# [Activity]
Extract the stretch from "While the report" through "implement these principles." from the report on enforcement of Ontario's employment standards and workplace safety laws, word for word.

# [Document extract]
═══
This report maps current enforcement and compliance measures and practices in Ontario’s regulation of employment, particularly as they relate to precarious employment. It evaluates the effectiveness of Ontario’s enforcement regimes, focusing on Employment Standards (ES) and Occupational Health and Safety (OHS) legislation, and sets these regimes in the context of those operating in jurisdictions across and outside Canada. Through this process, it identifies and evaluates potential reforms to improve regulatory effectiveness, particularly for workers in precarious jobs. The central argument is that there are fundamental deficiencies in both of these enforcement regimes: each, albeit in different ways, is out of step with the realities of the contemporary labour market and each demands more proactive approaches to regulation combined with, where appropriate, innovative reactive and voluntary measures that are embedded in strong public enforcement.
While the report focuses on enforcement practices related to ES and OHS legislation, it is instructive to begin with a brief discussion of both the broader principles that underpin these pieces of legislation and the general models of enforcement that aim to implement these principles.
═══
# [Data section]
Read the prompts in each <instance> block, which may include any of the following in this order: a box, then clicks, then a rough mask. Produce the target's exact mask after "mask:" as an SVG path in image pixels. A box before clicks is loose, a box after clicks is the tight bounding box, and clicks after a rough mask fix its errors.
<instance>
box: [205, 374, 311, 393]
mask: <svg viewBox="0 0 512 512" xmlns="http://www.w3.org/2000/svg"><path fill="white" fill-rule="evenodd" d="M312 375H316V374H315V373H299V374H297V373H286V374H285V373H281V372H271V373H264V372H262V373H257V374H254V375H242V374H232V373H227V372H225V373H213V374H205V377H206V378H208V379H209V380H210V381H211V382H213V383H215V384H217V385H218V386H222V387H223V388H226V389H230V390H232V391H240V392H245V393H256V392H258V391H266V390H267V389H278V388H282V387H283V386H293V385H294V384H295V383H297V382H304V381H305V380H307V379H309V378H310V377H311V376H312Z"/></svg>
═══
# [Answer space]
While the report focuses on enforcement practices related to ES and OHS legislation, it is instructive to begin with a brief discussion of both the broader principles that underpin these pieces of legislation and the general models of enforcement that aim to implement these principles.